··· DATA

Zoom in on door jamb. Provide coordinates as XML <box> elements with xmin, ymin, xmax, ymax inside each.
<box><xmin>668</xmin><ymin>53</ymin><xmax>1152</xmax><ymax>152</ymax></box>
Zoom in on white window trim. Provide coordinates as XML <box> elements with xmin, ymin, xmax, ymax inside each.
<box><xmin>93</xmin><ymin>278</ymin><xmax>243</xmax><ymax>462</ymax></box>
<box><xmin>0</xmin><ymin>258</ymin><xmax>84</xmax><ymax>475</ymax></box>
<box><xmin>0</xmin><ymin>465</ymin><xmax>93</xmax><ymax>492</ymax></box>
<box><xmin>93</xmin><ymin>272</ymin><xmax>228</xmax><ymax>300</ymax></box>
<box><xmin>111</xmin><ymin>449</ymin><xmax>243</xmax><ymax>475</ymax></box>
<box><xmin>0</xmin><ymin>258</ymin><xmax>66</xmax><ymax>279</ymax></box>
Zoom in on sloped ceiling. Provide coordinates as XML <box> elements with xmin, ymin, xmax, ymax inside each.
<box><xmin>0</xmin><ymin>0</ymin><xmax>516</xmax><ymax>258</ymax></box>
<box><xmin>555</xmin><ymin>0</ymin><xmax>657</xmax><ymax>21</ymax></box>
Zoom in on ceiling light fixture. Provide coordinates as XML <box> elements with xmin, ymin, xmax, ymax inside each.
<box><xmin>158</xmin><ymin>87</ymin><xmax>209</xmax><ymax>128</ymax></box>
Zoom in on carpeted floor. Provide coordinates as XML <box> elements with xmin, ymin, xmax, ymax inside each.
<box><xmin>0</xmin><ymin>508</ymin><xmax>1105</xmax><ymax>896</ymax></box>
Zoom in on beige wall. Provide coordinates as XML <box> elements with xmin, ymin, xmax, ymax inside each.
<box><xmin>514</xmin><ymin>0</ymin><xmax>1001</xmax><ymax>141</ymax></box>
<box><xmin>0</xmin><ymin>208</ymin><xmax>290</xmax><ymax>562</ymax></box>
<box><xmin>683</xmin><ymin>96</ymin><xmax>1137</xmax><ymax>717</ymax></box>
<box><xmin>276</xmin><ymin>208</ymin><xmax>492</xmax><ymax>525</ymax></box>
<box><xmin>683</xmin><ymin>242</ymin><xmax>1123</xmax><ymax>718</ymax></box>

······

#### TASK TO COMPLETE
Please state how many lines of the listing above contain the word "elements" with matching case. Reply with the number only.

#### ANSWER IN FULL
6